───── Document passage
The animal faces embody astrological symbolism, and all four together represent the fixed cross of matter:
- Fixed Fire – Leo, the lion
- Fixed Earth – Taurus, the ox
- Fixed Water – Scorpio, the eagle
- Fixed Air – Aquarius, human
The fixed cross of matter is the cross of incarnation, the physical embodiment of human existence. The cross creates a natural division of the circle into four, giving us our symbol of wholeness.
Smashing the Crystal Sphere
The psyche always seeks wholeness. Anything rejected, denied or repressed will return in some form, either from within or without. What we do not acknowledge within ourselves we will meet in the other. Often what we deny in ourselves, we meet in our dreams, visions, and imagination. We don’t see reality clearly because everywhere we look, we see ourselves. The content of our own psychic reality is projected into the world and plays itself out in the dramas we enact.
We don’t know what reality is, and it’s debatable whether we ever can.
This process of making the unconscious conscious, of working towards wholeness and integration, suffers if we mistake imagination for reality. Yet we must equally recognise the role imagination plays in the creation of reality. The truth, as always, lies somewhere in the middle. We will always seek wholeness, and symbols of that desire will always arise, whether they are religious or scientific or political. In fact, almost anything can be taken as a symbol for an internal reality: Christ, Buddha, Angels, Aliens, Starseeds, Indigo Souls, Utopia, the Golden Age, Liberal Democracy, Socialism…
I’m not saying these symbols don’t relate to something real and tangible. Perhaps they do. I don’t know. But it’s important not to make our symbols too concrete. Ideas have a habit of crystallising, like the spheres the medieval pilgrim believed held the stars in place.
──────────
───── Records
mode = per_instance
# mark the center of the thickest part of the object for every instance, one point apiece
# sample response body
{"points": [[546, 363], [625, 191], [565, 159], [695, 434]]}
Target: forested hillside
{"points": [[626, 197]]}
──────────
> **Problem to work on**
Pick up the essay on symbols and the psyche's search for wholeness where it leaves off above, and keep writing from its last sentence.

> **Result**
We are trapped inside our own subjectivity and escaping it requires an act of vandalism against the self most consider too high a price to pay for the truth.
Like Tycho Brahe’s comet smashing its way through the crystal spheres of medieval cosmology, we must push beyond our limitations and seek to stretch our vision as far as it will go.
When we turn to face the world, we find ourselves. When we turn inwards, we find the world. Wherever we turn our gaze, we see what we want to see. In the end, when the veil drops and reality stands revealed, we may find we have been looking in the mirror all along.
Zoe Popper again:
“Our consciousness is on a self-referential loop, so we can’t get outside ourselves to see ourselves clearly. Just like we can’t get outside the universe to look at that either. So there’s a lot of things we’ll never see because that loop creates a blind spot. No matter how hard we look, we’ll never get it. That’s why it’s called the Great Mystery of Life. And that is what people call God. Faith is how you live with the uncertainty of not knowing, whether you put that faith in religion, or science, or money, or whatever.”
So, be careful what you put your faith in.
We may never know reality objectively, but the stories we tell and the ideas in which we place our faith, reveal the reality of our souls.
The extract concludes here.